▸ **Task description**
Retype every entry word for word.

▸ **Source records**
- - -

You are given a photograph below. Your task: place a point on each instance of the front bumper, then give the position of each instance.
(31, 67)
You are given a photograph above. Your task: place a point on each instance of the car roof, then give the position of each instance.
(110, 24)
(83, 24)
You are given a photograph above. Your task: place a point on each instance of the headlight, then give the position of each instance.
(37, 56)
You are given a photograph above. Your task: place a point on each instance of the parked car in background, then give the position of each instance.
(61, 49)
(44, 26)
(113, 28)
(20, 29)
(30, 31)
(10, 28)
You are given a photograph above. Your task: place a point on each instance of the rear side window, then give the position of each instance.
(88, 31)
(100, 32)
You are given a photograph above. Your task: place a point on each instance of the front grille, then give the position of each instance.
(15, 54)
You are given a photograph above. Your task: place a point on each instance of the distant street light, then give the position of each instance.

- - -

▸ **Exercise solution**
You are given a photograph below. Your task: place a point on each instance of the front bumper, then give the position of each instance.
(31, 67)
You are given a photograph above. Your task: place a point on each instance of the car roof, then give the position of each instance.
(110, 24)
(83, 24)
You are given a photograph above. Your task: place a point on each instance of the headlight, then give the position of each instance.
(37, 56)
You are given a photograph above. Your task: place a point on each instance of the parked car in background, then give the position of each instance.
(61, 49)
(44, 26)
(113, 28)
(20, 29)
(30, 31)
(10, 28)
You are given a photograph above. Your task: place a point on each instance of the rear side window, then give the position of each instance.
(88, 31)
(100, 32)
You are given a photograph above. Your task: place a point on each instance of the front grille, then give the position of each instance.
(15, 54)
You are given a photograph above. Your task: place a point on each instance of the distant street light, then give the position of each instance.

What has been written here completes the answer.